Annuities – Income Streams

Annuities – Income Streams

By Christine Hopper

Long ago annuities were purchased by healthy, wealthy seniors as a means of converting lump sums into extended lifetime income streams.  These folk were paid annuities as income streams.  Annuities are now being marketed to retirees, so what is an annuity and why would I buy one?

The purchase of an annuity contract involves the purchaser paying a substantial amount of money to a life insurance company in exchange for an agreed series of payments in future years.

For example, a retiree could pay a lump sum of $100,000 now in exchange for an annuity payment to himself, or his estate, of $11,500 at the end of each of the next ten years.  Thus the retiree has converted his lump sum into regular fixed payments and he does not need to worry about changes in interest rates or selling investments to provide basic spending money.

○ ○ ○ ○ ○ ○ ○

- Task:
Carry on the article about annuities as income streams from the point where it stops.

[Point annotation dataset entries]
○ ○ ○ ○ ○ ○ ○

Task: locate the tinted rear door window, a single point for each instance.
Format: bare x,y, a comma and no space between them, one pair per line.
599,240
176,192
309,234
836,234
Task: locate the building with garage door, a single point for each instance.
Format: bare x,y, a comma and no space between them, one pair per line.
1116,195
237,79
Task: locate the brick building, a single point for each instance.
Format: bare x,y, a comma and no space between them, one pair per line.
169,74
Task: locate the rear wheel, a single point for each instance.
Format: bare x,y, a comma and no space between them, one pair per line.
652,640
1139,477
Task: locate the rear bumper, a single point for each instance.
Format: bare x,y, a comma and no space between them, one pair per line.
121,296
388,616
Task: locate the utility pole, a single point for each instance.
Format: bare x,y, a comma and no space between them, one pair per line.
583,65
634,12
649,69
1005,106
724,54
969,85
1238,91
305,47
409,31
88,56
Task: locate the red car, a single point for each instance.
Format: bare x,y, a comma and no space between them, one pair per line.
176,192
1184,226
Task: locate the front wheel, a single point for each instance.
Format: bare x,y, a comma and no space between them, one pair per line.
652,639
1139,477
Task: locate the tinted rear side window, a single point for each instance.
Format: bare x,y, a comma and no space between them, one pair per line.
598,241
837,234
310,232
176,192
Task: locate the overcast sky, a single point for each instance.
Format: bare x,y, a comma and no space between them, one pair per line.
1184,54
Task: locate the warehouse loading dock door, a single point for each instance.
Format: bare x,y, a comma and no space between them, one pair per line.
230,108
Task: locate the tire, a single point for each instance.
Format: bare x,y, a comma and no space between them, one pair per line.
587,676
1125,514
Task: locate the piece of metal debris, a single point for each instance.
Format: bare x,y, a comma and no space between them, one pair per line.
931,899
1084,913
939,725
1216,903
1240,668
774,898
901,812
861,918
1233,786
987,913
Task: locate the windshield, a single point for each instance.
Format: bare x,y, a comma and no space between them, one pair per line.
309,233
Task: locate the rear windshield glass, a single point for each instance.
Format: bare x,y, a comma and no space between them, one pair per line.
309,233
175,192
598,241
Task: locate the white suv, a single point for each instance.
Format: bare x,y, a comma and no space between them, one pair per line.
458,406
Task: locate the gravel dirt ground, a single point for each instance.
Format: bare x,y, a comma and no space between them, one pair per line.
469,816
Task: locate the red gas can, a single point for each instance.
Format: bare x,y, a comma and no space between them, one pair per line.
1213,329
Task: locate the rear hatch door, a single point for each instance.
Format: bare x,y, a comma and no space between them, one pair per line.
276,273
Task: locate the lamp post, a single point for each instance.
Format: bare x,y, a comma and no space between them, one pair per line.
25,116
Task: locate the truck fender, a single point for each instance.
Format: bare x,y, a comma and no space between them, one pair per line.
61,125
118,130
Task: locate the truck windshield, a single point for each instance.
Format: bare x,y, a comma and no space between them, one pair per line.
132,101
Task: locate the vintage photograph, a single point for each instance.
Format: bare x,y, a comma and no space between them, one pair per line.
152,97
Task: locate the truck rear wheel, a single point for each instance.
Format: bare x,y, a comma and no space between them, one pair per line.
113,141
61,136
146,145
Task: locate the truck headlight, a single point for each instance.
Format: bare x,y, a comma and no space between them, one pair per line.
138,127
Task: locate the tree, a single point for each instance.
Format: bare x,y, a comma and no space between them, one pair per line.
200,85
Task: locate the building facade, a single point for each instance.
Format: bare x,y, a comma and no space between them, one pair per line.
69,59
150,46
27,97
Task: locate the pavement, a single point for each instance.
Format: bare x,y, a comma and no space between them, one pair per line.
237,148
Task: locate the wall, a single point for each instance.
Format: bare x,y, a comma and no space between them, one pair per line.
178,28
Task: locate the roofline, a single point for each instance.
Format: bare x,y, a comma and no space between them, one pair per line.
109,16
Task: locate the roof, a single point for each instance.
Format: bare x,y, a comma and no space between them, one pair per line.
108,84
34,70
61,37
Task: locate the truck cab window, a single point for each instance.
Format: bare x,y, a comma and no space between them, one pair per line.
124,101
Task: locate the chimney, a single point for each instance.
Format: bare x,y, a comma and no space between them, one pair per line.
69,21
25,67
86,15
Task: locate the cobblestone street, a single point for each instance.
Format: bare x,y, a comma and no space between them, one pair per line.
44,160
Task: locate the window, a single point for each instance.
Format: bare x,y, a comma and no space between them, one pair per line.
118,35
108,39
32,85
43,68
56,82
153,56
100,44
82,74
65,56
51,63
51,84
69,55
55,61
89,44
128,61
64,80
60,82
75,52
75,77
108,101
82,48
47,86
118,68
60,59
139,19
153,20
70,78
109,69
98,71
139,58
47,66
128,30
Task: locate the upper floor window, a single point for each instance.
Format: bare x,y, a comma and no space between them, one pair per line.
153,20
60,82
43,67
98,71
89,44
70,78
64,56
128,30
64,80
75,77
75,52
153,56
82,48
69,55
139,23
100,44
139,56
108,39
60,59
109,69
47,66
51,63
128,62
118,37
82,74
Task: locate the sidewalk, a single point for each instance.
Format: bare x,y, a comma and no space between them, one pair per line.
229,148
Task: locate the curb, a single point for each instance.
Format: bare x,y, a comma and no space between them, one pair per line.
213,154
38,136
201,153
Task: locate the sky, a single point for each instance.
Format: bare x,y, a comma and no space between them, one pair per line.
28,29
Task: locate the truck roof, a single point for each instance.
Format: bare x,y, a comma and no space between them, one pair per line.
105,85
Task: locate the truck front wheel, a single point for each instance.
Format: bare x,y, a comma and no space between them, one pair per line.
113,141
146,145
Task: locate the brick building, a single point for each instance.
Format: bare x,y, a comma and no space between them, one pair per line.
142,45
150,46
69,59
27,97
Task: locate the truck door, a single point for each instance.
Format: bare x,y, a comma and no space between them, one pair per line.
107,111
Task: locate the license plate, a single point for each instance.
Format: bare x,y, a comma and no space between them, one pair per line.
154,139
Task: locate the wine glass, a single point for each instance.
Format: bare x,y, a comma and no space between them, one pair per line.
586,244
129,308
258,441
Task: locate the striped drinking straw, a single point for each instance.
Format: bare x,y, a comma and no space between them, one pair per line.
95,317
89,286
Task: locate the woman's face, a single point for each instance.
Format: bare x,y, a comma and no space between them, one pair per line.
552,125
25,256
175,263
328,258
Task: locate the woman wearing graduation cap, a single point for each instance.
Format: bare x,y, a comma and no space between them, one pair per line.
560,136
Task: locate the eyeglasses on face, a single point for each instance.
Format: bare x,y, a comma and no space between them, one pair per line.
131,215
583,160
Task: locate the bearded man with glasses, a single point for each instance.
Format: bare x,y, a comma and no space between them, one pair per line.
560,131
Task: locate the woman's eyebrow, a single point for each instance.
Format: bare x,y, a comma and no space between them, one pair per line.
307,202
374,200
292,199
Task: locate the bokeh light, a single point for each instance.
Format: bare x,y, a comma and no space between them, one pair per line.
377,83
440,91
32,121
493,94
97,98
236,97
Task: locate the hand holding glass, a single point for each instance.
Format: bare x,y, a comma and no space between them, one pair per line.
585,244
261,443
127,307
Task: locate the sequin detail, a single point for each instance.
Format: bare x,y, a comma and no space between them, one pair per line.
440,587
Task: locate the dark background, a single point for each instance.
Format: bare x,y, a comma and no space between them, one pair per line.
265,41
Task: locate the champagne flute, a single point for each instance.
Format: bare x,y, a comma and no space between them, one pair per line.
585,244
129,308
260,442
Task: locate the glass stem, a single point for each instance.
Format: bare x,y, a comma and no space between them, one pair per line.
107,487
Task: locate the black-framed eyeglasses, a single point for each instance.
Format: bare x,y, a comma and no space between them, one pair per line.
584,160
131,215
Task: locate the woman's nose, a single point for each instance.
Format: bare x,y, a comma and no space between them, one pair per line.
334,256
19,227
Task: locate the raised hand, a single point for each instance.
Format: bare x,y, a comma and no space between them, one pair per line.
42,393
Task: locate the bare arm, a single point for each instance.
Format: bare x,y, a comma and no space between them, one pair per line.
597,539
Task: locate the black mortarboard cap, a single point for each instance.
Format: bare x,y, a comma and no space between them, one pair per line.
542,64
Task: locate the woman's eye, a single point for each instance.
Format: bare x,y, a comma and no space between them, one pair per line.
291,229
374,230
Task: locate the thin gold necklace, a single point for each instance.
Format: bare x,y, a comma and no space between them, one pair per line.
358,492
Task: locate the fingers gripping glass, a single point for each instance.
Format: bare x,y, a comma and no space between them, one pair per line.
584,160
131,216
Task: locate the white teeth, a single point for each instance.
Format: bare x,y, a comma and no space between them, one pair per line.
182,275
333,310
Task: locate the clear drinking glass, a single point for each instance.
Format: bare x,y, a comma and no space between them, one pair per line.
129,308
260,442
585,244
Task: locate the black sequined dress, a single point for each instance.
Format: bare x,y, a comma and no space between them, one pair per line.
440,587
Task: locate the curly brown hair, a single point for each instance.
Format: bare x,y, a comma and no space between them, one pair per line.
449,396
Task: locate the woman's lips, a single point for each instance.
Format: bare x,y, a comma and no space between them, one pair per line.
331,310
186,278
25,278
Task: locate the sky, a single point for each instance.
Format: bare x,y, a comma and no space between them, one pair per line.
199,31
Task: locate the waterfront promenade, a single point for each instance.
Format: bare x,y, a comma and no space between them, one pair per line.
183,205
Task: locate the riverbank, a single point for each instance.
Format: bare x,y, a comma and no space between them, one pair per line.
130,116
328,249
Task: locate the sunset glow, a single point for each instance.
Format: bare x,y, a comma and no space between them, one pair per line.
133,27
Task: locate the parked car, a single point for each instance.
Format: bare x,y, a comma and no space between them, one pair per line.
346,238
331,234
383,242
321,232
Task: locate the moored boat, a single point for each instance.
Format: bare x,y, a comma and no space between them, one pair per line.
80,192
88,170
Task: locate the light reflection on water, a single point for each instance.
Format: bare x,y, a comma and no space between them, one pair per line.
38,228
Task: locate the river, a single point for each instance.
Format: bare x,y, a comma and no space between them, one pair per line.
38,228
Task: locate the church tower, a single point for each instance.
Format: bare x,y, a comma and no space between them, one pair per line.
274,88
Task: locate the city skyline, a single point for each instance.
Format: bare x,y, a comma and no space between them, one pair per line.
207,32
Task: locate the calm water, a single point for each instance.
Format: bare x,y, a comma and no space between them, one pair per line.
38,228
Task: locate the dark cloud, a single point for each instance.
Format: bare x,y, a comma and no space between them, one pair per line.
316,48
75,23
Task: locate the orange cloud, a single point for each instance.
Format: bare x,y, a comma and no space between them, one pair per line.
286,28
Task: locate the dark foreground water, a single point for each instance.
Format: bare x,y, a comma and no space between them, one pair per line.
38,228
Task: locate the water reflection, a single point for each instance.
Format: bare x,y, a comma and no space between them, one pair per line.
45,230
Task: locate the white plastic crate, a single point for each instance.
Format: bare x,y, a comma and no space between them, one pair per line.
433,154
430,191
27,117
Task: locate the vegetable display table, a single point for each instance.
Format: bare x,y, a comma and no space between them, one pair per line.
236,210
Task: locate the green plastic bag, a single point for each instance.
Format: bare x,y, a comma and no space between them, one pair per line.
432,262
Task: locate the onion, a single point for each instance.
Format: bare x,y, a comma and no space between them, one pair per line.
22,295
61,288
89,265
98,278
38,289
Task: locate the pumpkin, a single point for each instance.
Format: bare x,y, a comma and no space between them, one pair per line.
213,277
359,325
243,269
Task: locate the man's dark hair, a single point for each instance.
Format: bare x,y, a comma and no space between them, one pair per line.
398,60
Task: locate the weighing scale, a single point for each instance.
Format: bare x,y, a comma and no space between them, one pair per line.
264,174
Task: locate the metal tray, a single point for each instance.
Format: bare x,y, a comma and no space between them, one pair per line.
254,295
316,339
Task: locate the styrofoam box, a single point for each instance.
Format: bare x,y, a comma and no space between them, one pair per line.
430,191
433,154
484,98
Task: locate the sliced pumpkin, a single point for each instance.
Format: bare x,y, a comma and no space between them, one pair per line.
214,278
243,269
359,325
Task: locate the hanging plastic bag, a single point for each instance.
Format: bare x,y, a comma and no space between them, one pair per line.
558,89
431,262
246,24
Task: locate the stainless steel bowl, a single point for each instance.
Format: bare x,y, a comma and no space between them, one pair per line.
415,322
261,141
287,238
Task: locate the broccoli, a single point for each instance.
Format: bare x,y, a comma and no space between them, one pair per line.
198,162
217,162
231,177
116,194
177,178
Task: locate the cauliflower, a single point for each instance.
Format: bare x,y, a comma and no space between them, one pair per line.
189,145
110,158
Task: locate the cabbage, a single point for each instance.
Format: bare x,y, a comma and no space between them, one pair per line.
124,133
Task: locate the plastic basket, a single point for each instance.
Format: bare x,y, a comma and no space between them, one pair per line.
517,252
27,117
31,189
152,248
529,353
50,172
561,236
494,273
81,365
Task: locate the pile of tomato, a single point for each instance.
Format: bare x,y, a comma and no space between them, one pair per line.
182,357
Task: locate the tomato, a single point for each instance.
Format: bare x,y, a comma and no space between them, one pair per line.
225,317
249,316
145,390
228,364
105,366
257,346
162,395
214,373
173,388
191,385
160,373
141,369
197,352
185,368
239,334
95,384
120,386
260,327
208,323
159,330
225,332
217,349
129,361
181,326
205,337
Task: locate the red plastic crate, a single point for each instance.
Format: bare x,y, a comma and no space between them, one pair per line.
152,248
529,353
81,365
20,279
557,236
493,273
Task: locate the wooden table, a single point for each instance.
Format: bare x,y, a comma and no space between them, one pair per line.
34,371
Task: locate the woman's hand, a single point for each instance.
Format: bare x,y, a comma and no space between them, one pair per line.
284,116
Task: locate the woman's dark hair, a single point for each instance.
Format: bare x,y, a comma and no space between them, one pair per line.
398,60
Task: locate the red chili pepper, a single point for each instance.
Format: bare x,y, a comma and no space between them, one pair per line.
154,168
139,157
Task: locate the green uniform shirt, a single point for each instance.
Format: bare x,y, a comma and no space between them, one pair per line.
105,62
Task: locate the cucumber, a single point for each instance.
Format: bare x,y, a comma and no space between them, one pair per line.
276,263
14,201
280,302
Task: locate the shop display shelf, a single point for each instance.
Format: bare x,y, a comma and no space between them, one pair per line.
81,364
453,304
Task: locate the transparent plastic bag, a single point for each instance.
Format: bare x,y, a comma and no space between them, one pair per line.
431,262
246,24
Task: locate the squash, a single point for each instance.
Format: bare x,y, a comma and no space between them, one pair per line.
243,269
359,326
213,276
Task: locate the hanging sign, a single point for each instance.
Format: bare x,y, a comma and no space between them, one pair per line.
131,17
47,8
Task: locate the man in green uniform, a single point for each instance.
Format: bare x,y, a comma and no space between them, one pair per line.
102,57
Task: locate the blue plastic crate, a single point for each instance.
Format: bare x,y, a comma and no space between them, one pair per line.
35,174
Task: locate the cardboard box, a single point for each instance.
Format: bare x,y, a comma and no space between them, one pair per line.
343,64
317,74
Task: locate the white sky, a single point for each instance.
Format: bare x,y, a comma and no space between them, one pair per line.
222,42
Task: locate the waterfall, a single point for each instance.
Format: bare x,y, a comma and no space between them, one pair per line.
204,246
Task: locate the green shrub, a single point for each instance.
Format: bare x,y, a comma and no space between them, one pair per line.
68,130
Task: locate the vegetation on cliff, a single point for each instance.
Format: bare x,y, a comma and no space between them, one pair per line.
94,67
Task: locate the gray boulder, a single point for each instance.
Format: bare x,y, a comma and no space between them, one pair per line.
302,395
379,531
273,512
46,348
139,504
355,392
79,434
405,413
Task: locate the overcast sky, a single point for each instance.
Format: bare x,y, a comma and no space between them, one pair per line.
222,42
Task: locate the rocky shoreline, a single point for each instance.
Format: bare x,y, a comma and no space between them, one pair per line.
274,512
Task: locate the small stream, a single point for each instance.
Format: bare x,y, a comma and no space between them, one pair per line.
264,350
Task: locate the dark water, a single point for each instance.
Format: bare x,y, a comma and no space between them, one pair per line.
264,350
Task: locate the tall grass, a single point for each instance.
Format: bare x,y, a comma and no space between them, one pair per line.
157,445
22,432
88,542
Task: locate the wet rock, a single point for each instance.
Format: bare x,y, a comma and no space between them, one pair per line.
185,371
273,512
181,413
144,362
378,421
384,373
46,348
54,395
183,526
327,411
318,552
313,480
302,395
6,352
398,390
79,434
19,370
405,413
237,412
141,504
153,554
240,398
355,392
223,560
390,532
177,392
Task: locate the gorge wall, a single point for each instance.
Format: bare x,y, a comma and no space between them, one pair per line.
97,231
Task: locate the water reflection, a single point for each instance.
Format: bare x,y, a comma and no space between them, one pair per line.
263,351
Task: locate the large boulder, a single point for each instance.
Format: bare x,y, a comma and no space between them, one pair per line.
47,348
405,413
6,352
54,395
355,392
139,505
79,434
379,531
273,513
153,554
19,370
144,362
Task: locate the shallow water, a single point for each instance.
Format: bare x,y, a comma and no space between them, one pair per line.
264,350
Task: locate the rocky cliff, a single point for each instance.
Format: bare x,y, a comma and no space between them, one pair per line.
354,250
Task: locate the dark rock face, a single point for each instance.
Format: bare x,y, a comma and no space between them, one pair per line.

○ ○ ○ ○ ○ ○ ○

- Expected answer:
Another way of thinking about an annuity is to think of the annuity purchaser as the lender for a fixed rate home loan.  If Mary lent her son $100,000 to buy a house and he paid her back in equal monthly instalments for the next ten years Mary would expect to get a similar pattern of payments as an annuity would provide.

The term of the annuity contract is the ‘pay back period’.

Fixed term annuities are generally purchased for terms of between 5 years and 15 years.  If the owner of a fixed term annuity dies before all of the annuity payments have been received then the estate collects the remaining payments on their due dates.

The ‘term’ for a lifetime annuity is for as long as the insured life, usually the person who bought the annuity, is alive.  The payments under a lifetime annuity stop as soon as the insured life stops breathing.

The people who purchase lifetime annuities are usually those who expect to live a very long time.  But even these folk might worry that they might not live to 100 years and hence they might ‘forfeit’ some of their money.  Therefore, lifetime annuities are available with a minimum payment period.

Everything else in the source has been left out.